◆ DATASET RECORDS ◆
--*--

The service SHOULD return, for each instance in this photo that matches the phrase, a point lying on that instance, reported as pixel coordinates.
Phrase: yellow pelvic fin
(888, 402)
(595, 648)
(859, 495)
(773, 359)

--*--

◆ WHAT TO WORK ON ◆
Copy out every one of the records above word for word.

◆ SOLUTION FOR THIS TASK ◆
The service SHOULD return, for each instance in this photo that matches the phrase, a point lying on that instance, reported as pixel coordinates.
Phrase: yellow pelvic fin
(888, 402)
(595, 648)
(859, 495)
(773, 359)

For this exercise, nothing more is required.